● **LISTED ENTRIES**

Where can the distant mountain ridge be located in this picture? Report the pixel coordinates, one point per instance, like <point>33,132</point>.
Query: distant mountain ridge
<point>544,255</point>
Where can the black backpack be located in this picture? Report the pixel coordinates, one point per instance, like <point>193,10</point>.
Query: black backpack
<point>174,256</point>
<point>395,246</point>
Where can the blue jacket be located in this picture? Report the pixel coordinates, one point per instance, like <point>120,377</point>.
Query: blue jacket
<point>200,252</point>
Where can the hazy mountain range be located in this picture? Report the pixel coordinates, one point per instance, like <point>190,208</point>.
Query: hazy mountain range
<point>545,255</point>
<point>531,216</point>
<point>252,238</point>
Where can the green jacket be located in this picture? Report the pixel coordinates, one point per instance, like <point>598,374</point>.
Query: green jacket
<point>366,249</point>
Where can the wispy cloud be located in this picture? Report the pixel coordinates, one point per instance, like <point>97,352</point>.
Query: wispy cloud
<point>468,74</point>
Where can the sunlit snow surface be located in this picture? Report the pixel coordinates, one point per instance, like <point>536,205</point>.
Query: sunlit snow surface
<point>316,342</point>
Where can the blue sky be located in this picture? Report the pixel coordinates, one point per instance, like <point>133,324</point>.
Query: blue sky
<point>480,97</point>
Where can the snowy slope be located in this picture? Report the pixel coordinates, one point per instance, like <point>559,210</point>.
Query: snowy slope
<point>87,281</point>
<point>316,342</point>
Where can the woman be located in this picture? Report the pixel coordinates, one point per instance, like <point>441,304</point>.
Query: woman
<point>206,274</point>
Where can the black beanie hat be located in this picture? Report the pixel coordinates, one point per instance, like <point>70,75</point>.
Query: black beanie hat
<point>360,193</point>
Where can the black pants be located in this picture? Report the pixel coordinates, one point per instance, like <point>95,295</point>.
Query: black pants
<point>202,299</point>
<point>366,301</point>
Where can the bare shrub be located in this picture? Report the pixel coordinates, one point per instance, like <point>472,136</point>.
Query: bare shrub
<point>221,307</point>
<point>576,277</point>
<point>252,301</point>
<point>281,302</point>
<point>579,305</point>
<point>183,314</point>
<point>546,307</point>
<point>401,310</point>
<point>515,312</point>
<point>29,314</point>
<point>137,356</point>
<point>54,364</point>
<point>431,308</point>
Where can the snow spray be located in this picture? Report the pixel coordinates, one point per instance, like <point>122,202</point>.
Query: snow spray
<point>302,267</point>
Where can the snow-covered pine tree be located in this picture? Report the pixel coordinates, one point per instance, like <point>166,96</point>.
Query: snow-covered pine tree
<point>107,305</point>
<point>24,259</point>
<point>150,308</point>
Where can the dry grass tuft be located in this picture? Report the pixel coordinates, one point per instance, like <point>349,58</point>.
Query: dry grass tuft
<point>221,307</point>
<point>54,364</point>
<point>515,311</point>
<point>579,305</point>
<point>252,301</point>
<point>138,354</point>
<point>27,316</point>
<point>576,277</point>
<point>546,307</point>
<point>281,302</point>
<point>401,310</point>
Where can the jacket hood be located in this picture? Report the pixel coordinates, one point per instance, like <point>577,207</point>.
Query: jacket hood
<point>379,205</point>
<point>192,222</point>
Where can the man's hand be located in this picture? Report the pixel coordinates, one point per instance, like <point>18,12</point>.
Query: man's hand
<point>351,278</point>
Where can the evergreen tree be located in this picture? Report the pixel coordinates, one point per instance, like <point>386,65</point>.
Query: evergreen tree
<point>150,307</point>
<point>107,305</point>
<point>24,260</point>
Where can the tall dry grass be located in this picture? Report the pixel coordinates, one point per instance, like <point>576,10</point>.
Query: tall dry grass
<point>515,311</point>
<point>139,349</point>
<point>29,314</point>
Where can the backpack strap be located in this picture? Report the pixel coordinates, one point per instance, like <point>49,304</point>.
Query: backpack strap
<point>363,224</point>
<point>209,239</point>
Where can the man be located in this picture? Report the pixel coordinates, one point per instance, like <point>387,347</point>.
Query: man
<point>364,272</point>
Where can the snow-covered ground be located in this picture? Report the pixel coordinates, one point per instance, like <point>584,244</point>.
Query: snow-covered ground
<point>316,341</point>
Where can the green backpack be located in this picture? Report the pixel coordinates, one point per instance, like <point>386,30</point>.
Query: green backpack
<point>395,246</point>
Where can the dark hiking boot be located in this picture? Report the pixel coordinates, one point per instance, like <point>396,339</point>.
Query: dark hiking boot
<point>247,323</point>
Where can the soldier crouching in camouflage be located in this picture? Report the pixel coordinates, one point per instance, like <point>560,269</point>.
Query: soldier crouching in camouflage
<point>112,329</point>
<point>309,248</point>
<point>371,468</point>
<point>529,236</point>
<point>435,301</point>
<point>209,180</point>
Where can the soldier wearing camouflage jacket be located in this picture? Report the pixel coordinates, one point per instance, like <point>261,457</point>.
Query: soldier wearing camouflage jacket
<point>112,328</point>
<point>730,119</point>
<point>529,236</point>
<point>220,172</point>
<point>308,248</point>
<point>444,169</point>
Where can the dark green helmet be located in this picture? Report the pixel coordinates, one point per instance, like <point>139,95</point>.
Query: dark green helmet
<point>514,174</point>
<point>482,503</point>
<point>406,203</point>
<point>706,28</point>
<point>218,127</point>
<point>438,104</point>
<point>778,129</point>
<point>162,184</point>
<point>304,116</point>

● **TASK ITEM**
Each record must appear again, word for word.

● **SOLUTION TO THIS TASK**
Where can the distant mountain ridge be located in this picture? Report the pixel coordinates, one point per instance, like <point>33,132</point>.
Query: distant mountain ridge
<point>544,255</point>
Where can the black backpack be located in this picture? Report the pixel coordinates, one point per instance, like <point>193,10</point>.
Query: black backpack
<point>174,256</point>
<point>395,246</point>
Where can the blue jacket be located in this picture? Report the pixel coordinates, one point per instance, like <point>120,377</point>.
Query: blue jacket
<point>200,252</point>
Where can the hazy mountain range be located in this picture? Report the pixel coordinates, one point per instance, like <point>190,208</point>.
Query: hazy mountain range
<point>545,255</point>
<point>531,216</point>
<point>252,238</point>
Where can the green jacket be located in this picture? Report the pixel coordinates, one point per instance, like <point>598,374</point>.
Query: green jacket
<point>366,249</point>
Where can the wispy cloud be located in this picture? Report the pixel coordinates, one point per instance, like <point>97,352</point>.
Query: wispy cloud
<point>468,74</point>
Where can the sunlit snow surface be located in this picture? Report the pixel coordinates, one point per instance, like <point>536,205</point>.
Query: sunlit snow surface
<point>316,342</point>
Where can the blue sky be located in this picture? Report the pixel coordinates, one point per instance, like <point>133,324</point>.
Query: blue sky
<point>480,97</point>
Where can the snowy slope be located in this picture? Report the pixel coordinates, one point per instance, like <point>559,210</point>.
Query: snowy slope
<point>87,281</point>
<point>316,342</point>
Where can the woman be located in this picture? Report the pixel coordinates, one point per instance, like <point>441,304</point>.
Query: woman
<point>206,274</point>
Where can the black beanie hat be located in this picture? Report the pixel coordinates, one point per instance, like <point>70,75</point>.
Query: black beanie hat
<point>360,193</point>
Where can the black pants be located in this picture? Report the pixel coordinates, one point per instance, like <point>95,295</point>.
Query: black pants
<point>202,299</point>
<point>366,301</point>
Where can the bare shrub be located in this picture? Report the pixel coordinates, one point per instance, like <point>472,136</point>.
Query: bare shrub
<point>221,307</point>
<point>576,277</point>
<point>252,301</point>
<point>281,302</point>
<point>579,305</point>
<point>183,314</point>
<point>546,307</point>
<point>401,310</point>
<point>515,312</point>
<point>29,314</point>
<point>137,356</point>
<point>54,364</point>
<point>431,308</point>
Where can the snow spray be located in this picture? Report the pixel coordinates, one point per instance, like <point>122,202</point>.
Query: snow spray
<point>302,267</point>
Where can the snow-covered pine tree be located in this picture? Report the pixel coordinates, one point per instance, like <point>166,96</point>.
Query: snow-covered pine tree
<point>107,305</point>
<point>24,259</point>
<point>150,308</point>
Where can the dry grass tuft be located in this picture? Report the pixel coordinates, one point per instance, like <point>349,58</point>.
Query: dry grass tuft
<point>221,307</point>
<point>54,364</point>
<point>515,311</point>
<point>579,305</point>
<point>252,301</point>
<point>138,354</point>
<point>27,316</point>
<point>576,277</point>
<point>546,307</point>
<point>281,302</point>
<point>401,310</point>
Where can the jacket hood be located in this picture? Report the pixel coordinates, one point per instance, like <point>577,207</point>.
Query: jacket hood
<point>379,205</point>
<point>192,222</point>
Where can the man's hand be located in this picture? Report the pixel coordinates, one point per instance, like <point>18,12</point>.
Query: man's hand
<point>351,278</point>
Where can the evergreen tree be located in this picture? Report the pixel coordinates, one point per instance, like <point>386,65</point>.
Query: evergreen tree
<point>150,307</point>
<point>107,305</point>
<point>24,260</point>
Where can the tall dry grass be located in this picture? Report the pixel coordinates, one point per instance, like <point>576,10</point>.
Query: tall dry grass
<point>515,311</point>
<point>139,349</point>
<point>29,314</point>
Where can the backpack strap be located in this picture? Report the pixel coordinates, one point per instance, like <point>49,304</point>.
Query: backpack strap
<point>363,224</point>
<point>209,239</point>
Where can the man be located in this picture? Report the pixel coordinates, one point per instance, like <point>387,347</point>.
Query: man
<point>364,272</point>
Where can the snow-covered ground be located in this picture? Report the pixel coordinates, one point per instance, like <point>584,244</point>.
Query: snow-covered ground
<point>316,341</point>
Where can the green backpack be located in this picture? Report the pixel coordinates, one point per instance, like <point>386,30</point>.
Query: green backpack
<point>395,246</point>
Where can the dark hiking boot be located in this picture? Report the pixel coordinates, one point per instance, like <point>396,339</point>.
Query: dark hiking boot
<point>247,323</point>
Where can the soldier crouching in camouflage be located in this picture? Report the pixel coordinates, one point per instance, like <point>560,269</point>.
Query: soldier crouching in camouflage
<point>112,329</point>
<point>309,248</point>
<point>371,468</point>
<point>529,236</point>
<point>435,301</point>
<point>209,180</point>
Where can the soldier wearing camouflage jacket be located in this picture? Report the pixel coordinates, one point per instance, like <point>261,457</point>.
Query: soldier wearing camouflage jacket
<point>112,328</point>
<point>730,119</point>
<point>529,236</point>
<point>220,172</point>
<point>308,248</point>
<point>444,169</point>
Where can the dark green helmet be located in this picture? Report the pixel coordinates, one point per instance, like <point>139,95</point>.
Query: dark green helmet
<point>514,174</point>
<point>482,503</point>
<point>406,203</point>
<point>706,28</point>
<point>218,127</point>
<point>438,104</point>
<point>778,129</point>
<point>162,184</point>
<point>304,116</point>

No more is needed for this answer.